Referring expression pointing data
■ ■ ■ ■

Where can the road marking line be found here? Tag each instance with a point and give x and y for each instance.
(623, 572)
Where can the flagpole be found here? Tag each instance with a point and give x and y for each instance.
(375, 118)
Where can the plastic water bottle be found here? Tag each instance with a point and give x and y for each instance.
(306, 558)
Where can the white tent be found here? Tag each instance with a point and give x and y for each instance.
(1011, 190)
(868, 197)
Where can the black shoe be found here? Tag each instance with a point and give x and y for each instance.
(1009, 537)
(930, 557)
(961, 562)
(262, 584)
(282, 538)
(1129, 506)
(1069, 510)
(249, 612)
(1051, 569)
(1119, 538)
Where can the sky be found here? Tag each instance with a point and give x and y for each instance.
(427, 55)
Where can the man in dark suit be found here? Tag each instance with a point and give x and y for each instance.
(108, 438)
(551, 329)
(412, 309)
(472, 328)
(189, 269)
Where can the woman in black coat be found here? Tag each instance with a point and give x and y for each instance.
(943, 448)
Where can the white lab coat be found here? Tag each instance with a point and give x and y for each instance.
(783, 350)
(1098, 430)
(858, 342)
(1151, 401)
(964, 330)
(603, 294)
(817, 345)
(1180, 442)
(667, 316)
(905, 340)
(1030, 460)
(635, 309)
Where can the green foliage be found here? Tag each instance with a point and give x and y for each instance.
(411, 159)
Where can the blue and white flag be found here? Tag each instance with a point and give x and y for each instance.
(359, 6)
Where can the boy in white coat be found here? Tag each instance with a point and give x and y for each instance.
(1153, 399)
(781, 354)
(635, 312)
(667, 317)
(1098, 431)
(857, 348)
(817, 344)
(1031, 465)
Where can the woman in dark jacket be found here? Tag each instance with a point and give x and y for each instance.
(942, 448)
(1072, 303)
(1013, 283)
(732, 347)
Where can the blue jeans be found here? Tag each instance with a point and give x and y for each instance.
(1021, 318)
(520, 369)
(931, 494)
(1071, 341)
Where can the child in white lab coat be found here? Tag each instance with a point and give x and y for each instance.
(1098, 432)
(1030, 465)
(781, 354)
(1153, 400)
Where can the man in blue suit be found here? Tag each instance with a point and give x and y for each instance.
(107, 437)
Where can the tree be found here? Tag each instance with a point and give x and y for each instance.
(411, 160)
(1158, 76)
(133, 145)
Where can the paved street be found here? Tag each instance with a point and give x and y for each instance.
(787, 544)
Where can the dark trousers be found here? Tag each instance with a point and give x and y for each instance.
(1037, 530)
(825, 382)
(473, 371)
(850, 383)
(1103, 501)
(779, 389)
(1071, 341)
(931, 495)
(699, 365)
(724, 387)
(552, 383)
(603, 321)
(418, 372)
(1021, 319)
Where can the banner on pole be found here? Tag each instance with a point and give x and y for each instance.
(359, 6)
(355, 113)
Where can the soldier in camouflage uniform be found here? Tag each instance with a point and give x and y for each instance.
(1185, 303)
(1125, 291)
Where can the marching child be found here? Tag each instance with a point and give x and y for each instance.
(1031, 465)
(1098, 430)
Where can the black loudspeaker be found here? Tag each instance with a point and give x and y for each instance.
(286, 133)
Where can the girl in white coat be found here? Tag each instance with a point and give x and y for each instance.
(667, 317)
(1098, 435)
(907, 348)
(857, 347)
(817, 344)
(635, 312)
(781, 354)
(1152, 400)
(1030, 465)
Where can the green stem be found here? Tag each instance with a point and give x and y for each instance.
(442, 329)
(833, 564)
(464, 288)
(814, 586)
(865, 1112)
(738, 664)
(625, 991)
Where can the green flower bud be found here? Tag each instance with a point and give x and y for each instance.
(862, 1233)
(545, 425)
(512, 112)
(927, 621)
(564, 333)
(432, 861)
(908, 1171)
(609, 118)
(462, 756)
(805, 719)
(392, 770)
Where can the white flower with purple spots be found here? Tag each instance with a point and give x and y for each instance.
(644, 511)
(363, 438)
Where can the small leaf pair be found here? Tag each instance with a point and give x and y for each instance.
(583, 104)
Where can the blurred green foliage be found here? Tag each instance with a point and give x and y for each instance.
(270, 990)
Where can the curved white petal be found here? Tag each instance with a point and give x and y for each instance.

■ ■ ■ ■

### EXERCISE DETAILS:
The records above must be printed again in full, exactly as written.

### WRITTEN REPLY:
Where can the road marking line be found here? Tag each instance with a point and give x and y for each instance.
(623, 572)
Where can the flagpole be found here? Tag each instance with a point and give x and y for each instance.
(375, 118)
Where can the plastic water bottle be found here? Tag each instance with a point and give x and y for each instance.
(306, 558)
Where can the white tent be found here? Tag each instance with a point and give x and y for each instance.
(1011, 190)
(868, 197)
Where can the black shoe be found here? Tag each instance with a point and give x and y for each instance.
(1009, 537)
(930, 557)
(961, 562)
(262, 584)
(282, 538)
(1129, 506)
(1069, 510)
(249, 612)
(1051, 569)
(1119, 538)
Where can the sky be found here? Tag each instance with a point and give x and y for each instance.
(427, 55)
Where can the man in dark suit be found here? Tag each instance with a point and give x and y for each instance.
(108, 438)
(551, 329)
(412, 309)
(472, 328)
(189, 269)
Where can the woman in black coat be found here? Tag each instance with a point and give x and y for each instance.
(943, 448)
Where can the white lab coat be found here? Tag each instance with a point and give x and y for each instance.
(783, 350)
(1098, 430)
(858, 342)
(1151, 401)
(964, 330)
(603, 294)
(817, 345)
(1180, 442)
(667, 316)
(905, 340)
(1030, 460)
(635, 309)
Where can the green foliage be found here? Tag each instance with a point and give x and y for each instance.
(411, 159)
Where can the blue and white flag be found here? Tag each instance with a point and give x and y for each instance.
(359, 6)
Where can the boy in white coat be found here? Tag each instance with a point and give x and y for each instance.
(1153, 399)
(781, 354)
(635, 312)
(667, 317)
(1098, 431)
(857, 348)
(817, 344)
(1031, 465)
Where can the woman in dark jacket be found here? Tag each instance with a point and give x and y for each instance.
(942, 448)
(1072, 303)
(1013, 283)
(732, 347)
Where can the blue jeans be found here? Tag each instance with a point and give x and y for each instance.
(1021, 318)
(520, 369)
(931, 494)
(1071, 341)
Where can the child in white lab coat be found here? Tag each instance with a point and give x and y for each instance.
(1098, 432)
(1030, 465)
(781, 354)
(1153, 400)
Where can the man in blue suit be found here? Tag each instance with a point and give x and y for each instance.
(107, 437)
Where can the tree be found here? Tag each instance with a point and give x and y for each instance.
(411, 160)
(1158, 76)
(133, 145)
Where can the paved street be found here? Tag each instance with a point and give x and y for each instance.
(787, 544)
Where can the dark trousers be found here? Tag each instance with a point and give x and y for each instance.
(1037, 530)
(825, 382)
(473, 371)
(850, 383)
(1103, 501)
(779, 389)
(1071, 341)
(931, 495)
(699, 365)
(724, 387)
(552, 383)
(603, 321)
(418, 372)
(1021, 319)
Where can the banner on pole be found here? Tag each instance with a point and give x and y for each instance.
(359, 6)
(355, 113)
Where can the soldier in camouflage uniform be found here? Tag each instance with a point and give x and y for each instance.
(1185, 303)
(1125, 291)
Where can the marching child be found here? Tag each instance with a point and give x and y for each instance.
(1031, 465)
(1098, 430)
Where can the black loudspeaker be found here? Tag each instance with a point and give x and y for each instance.
(286, 133)
Where can the girl in white coat be found here? Tag each instance with a point and give x and y for each instance.
(667, 317)
(1098, 435)
(907, 348)
(857, 347)
(817, 344)
(635, 312)
(781, 354)
(1152, 400)
(1030, 465)
Where can the green stem be found here? Tag each instance with a point and give x and y for each instance.
(442, 329)
(833, 564)
(464, 288)
(814, 586)
(865, 1112)
(738, 664)
(625, 991)
Where can the green flower bud be found here? Tag each instance with a point and give x and y for each instance.
(862, 1233)
(545, 425)
(512, 112)
(927, 621)
(564, 333)
(432, 861)
(908, 1171)
(609, 118)
(462, 756)
(805, 719)
(392, 770)
Where can the white flower with purple spots be found here? Tag each instance with a point and give x and y for each instance.
(644, 511)
(363, 438)
Where can the small leaf pair be found here? Tag each instance with a point and give x and y for each instance.
(583, 104)
Where can the blurred green foliage be found here? Tag each instance with a point and give x and y for each instance.
(270, 990)
Where can the curved white petal be found here? Tag each instance with a point and give x and y for each instance.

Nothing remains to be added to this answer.